La Milano del basket delusione d’Europa? Recalcati: «Previsto»
«Nell’EA7 troppe lacune e zero gerarchie»
Milano ultimissima, solissima nel gelo di fondo classifica in Eurolega (ma in testa al campionato), 4 vittorie e 13 sconfitte, di cui le ultime 10 consecutive. Processo degenerativo in atto, soprattutto pensando al saldo positivo (4/3) iniziale. Anamnesi del male oscuro dell’Armani con Charlie Recalcati, un milanese che cercò gloria altrove: da giocatore (2 scudetti, 3 Coppe Korac, 3 Coppe delle Coppe e 1 Coppa Intercontinentale con Cantù, più 166 presenze in Nazionale con due bronzi europei conquistati) e da allenatore di club (3 scudetti vinti in 3 citta diverse: Varese, Bologna Fortitudo, Siena) e della c.t. (argento olimpico ad Atene 2004 e bronzo europeo in Svezia 2003). La sua solida esperienza, la sua solita prudenza, guardando Milano da lontano con gli occhi e molto più da vicino con il cuore. «Partiamo dai facili entusiasmi di inizio stagione. Si doveva capire, quanto meno, che la EA7 avrebbe faticato, e parecchio, ad entrare nelle prime 8».
Per quale ragione?
«Sarebbe bastato guardare a quello che Milano non aveva. Sì, Milano non aveva nessun giocatore di primo livello, ovvero un top player in grado di trascinare ed incrementare il valore dei compagni. Tanti giocatori da Eurolega, d’accordo, ma nessun Teodosic, Spanoulis, Sloukas o De Colo».
C’è altro da aggiungere?
«Milano non aveva sufficienti “trattatori di palla”. L’Eurolega propone un gioco fisico, ma impone anche di avere in campo contemporaneamente due/tre giocatori di quel tipo. Ad esempio, il Real Madrid fa giocare ala Rudi Fernandez, che ala proprio non è. Non a caso la Milano che mi è piaciuta di più è quella con Simon in ala piccola».
Tutto qui?
«Magari. Nessuna delle guardie milanesi è tra i migliori realizzatori di Eurolega. E non ho finito: andava messa in conto anche la gran fatica che avrebbe comportato un pacchetto di lunghi tra i peggiori a rimbalzo».
Ma, Raduljica?...
«Ricordo che tutti lo avevano salutato come il giocatore che a Milano era sempre mancato. E si sapeva che coinvolgerlo era complicato».
Null’altro da aggiungere?

▸ **DATI DI PARTENZA**:
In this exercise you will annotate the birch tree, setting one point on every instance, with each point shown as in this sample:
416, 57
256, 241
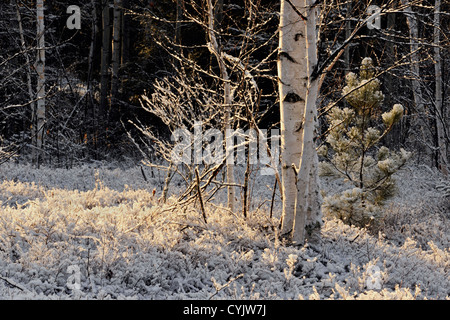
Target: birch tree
292, 84
308, 213
105, 56
115, 61
215, 49
40, 69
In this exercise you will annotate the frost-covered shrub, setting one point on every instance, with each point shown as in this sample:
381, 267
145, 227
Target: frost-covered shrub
352, 150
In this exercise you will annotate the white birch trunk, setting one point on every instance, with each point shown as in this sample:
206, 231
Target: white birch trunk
29, 83
106, 49
440, 119
115, 61
40, 69
292, 90
216, 51
307, 204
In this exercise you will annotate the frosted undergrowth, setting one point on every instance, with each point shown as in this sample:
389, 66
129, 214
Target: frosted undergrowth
128, 245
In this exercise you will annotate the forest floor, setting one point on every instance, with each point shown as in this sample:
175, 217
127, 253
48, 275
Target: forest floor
107, 223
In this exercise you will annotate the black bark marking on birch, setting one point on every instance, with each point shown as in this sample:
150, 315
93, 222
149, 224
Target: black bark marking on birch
287, 56
292, 97
298, 36
296, 10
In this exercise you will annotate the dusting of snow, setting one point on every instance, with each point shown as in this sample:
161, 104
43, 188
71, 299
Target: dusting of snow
128, 245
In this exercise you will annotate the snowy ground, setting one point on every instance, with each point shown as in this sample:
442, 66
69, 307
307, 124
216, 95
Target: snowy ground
107, 222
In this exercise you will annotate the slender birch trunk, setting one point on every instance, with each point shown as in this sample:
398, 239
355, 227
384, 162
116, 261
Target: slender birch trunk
31, 95
307, 204
440, 119
106, 50
227, 101
115, 61
40, 69
419, 100
292, 81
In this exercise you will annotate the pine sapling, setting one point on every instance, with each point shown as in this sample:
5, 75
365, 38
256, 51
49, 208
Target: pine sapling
352, 150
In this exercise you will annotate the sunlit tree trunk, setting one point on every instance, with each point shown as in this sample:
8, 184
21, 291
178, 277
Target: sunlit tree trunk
227, 101
292, 91
40, 70
115, 61
106, 51
29, 82
308, 211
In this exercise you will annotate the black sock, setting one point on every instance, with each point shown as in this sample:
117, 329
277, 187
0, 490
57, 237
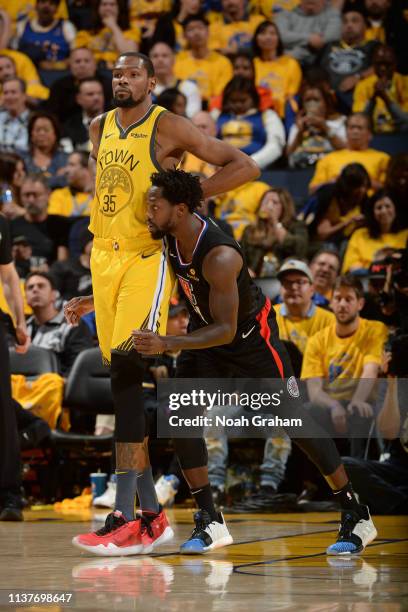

▸ **COSA FARE**:
1. Copia senza cambiare nulla il pezzo dell'intervista a Recalcati che comincia con "C’è altro da" e finisce con "Null’altro da aggiungere?".
2. Secondo l'intervista a Recalcati, in quali città ha vinto lo scudetto da allenatore di club?

▸ **SOLUZIONI PER ESERCIZIO**:
1.
C’è altro da aggiungere?
«Milano non aveva sufficienti “trattatori di palla”. L’Eurolega propone un gioco fisico, ma impone anche di avere in campo contemporaneamente due/tre giocatori di quel tipo. Ad esempio, il Real Madrid fa giocare ala Rudi Fernandez, che ala proprio non è. Non a caso la Milano che mi è piaciuta di più è quella con Simon in ala piccola».
Tutto qui?
«Magari. Nessuna delle guardie milanesi è tra i migliori realizzatori di Eurolega. E non ho finito: andava messa in conto anche la gran fatica che avrebbe comportato un pacchetto di lunghi tra i peggiori a rimbalzo».
Ma, Raduljica?...
«Ricordo che tutti lo avevano salutato come il giocatore che a Milano era sempre mancato. E si sapeva che coinvolgerlo era complicato».
Null’altro da aggiungere?

2. Varese, Bologna Fortitudo e Siena.